Revise the Apache Iceberg article from "Posted on Jun" through "bottleneck at scale.", changing "bottleneck" to "choke point", and give that passage again.

* _Selected excerpt_
◆ ◆ ◆ ◆

Prithvi S

Posted on Jun 6

How Apache Iceberg Tracks Billions of Files Without a Central Database

#iceberg #data #architecture #database

The Problem With Hive-Style Partitioning

If you have ever managed a data lake with Hive-style partitioning, you know the pain. A table with 10,000 partitions means 10,000 directories on HDFS or S3. Querying WHERE year=2024 requires listing objects in a directory tree. Schema changes are risky. Time travel is impossible. And the metadata lives in a separate metastore that becomes a bottleneck at scale.

Apache Iceberg solves this by rethinking how table metadata is stored. Instead of relying on a central database to track every file, Iceberg builds a self-contained metadata tree inside the file system itself. The result is a format that supports atomic commits, schema evolution, time travel, and hidden partitioning - all without a heavyweight metastore.

In this post, we will walk through how Iceberg's metadata hierarchy works, why the catalog pointer is the only mutable piece, and how this design enables query engines to prune files without touching the data layer.

The Five-Layer Metadata Tree

Iceberg organizes table metadata into five layers, stacked from bottom to top:

Catalog (pointer)
  ↓
Metadata File (JSON)
  ↓
Manifest List
  ↓
Manifest Files
  ↓
Data Files (Parquet/ORC/Avro)

Each layer has a specific job. Together, they form a complete picture of the table at any point in time.

Layer 1: Data Files

At the bottom are the actual data files - Parquet, ORC, or Avro files containing rows. These are immutable. Once written, a data file never changes. This is the same as any modern columnar format.

What makes Iceberg different is that these files are not organized by directory structure. Instead, their location and metadata are tracked in the layers above. This means you can change partitioning strategies without moving files. Old data stays where it is. New data uses the new layout. Both coexist in the same table.

Layer 2: Manifest Files

Manifest files are the workhorses of Iceberg's metadata system. Each manifest is a small file (typically Avro format) that tracks a subset of data files. For each data file, it stores:

File path and format
Partition values
Column-level statistics: min, max, null count, distinct count
Row counts and file sizes

These statistics are the key to query performance. When a query engine plans a scan, it reads the manifest first. If the query filters on amount > 1000 and the manifest says a file's max amount is 500, that file is skipped entirely. No I/O to the data file. No decompression. No parsing.

This is file-level pruning, and it happens before any data is read.

Layer 3: Manifest List

A manifest list is a snapshot-level file that tracks all manifests for a particular table snapshot. It contains metadata about each manifest:

Manifest file path
Partition spec ID
Added/deleted/existing file counts
Row counts
Column-level statistics (summed across the manifest)

The manifest list provides a second level of pruning. Before reading individual manifests, the query engine can check if a manifest is even relevant to the query. If a manifest only contains files for year=2023 and the query asks for year=2024, the entire manifest is skipped.

This two-level pruning - manifest list first, then manifest files - is what makes Iceberg efficient even with millions of data files.

Layer 4: Metadata File

The metadata file is a JSON document that contains the complete table state for a snapshot:

Table schema (with field IDs, not just names)
Partition specs (current and historical)

◆ ◆ ◆ ◆

(Labeled area outline entries)

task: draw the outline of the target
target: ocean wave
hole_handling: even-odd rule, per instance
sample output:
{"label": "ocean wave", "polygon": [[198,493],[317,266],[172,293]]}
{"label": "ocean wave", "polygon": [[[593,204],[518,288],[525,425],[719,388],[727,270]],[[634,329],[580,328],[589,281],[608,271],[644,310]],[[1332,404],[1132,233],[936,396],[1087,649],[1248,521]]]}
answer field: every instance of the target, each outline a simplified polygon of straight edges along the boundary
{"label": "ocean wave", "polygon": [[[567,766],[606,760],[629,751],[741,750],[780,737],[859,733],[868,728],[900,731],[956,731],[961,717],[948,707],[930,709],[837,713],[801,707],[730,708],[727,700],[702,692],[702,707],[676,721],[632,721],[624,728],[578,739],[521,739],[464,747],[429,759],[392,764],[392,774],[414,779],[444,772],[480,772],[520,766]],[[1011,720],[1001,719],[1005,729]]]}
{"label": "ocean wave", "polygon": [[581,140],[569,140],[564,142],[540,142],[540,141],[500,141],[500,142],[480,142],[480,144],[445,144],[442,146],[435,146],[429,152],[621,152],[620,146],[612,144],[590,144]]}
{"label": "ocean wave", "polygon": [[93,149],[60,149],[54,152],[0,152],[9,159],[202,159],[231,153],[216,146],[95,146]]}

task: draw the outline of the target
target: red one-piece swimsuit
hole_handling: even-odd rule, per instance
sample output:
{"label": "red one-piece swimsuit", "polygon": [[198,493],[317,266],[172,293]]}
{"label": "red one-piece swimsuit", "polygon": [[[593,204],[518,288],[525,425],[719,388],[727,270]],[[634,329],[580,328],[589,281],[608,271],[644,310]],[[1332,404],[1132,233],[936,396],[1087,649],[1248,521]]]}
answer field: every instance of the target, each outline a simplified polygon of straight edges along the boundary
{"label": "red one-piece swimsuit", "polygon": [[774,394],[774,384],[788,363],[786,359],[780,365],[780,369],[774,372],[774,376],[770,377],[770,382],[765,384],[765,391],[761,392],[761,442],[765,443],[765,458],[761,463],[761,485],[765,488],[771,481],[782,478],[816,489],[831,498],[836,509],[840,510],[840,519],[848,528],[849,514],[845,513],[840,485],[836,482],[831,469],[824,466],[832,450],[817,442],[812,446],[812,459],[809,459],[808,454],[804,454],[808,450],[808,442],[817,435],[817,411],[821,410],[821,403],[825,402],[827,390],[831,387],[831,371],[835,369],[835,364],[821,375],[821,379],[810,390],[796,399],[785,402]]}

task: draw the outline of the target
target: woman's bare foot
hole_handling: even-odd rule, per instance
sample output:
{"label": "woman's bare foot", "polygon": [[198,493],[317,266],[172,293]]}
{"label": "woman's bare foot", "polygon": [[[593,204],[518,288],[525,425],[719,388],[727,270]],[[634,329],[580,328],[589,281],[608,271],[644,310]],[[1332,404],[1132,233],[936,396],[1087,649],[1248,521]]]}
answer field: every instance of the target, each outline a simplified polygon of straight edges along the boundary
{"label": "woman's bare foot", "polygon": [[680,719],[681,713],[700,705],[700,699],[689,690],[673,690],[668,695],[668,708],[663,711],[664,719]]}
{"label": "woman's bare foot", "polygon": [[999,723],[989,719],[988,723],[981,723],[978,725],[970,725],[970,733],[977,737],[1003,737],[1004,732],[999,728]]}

◆ ◆ ◆ ◆

* _Written answer_
Posted on Jun 6

How Apache Iceberg Tracks Billions of Files Without a Central Database

#iceberg #data #architecture #database

The Problem With Hive-Style Partitioning

If you have ever managed a data lake with Hive-style partitioning, you know the pain. A table with 10,000 partitions means 10,000 directories on HDFS or S3. Querying WHERE year=2024 requires listing objects in a directory tree. Schema changes are risky. Time travel is impossible. And the metadata lives in a separate metastore that becomes a choke point at scale.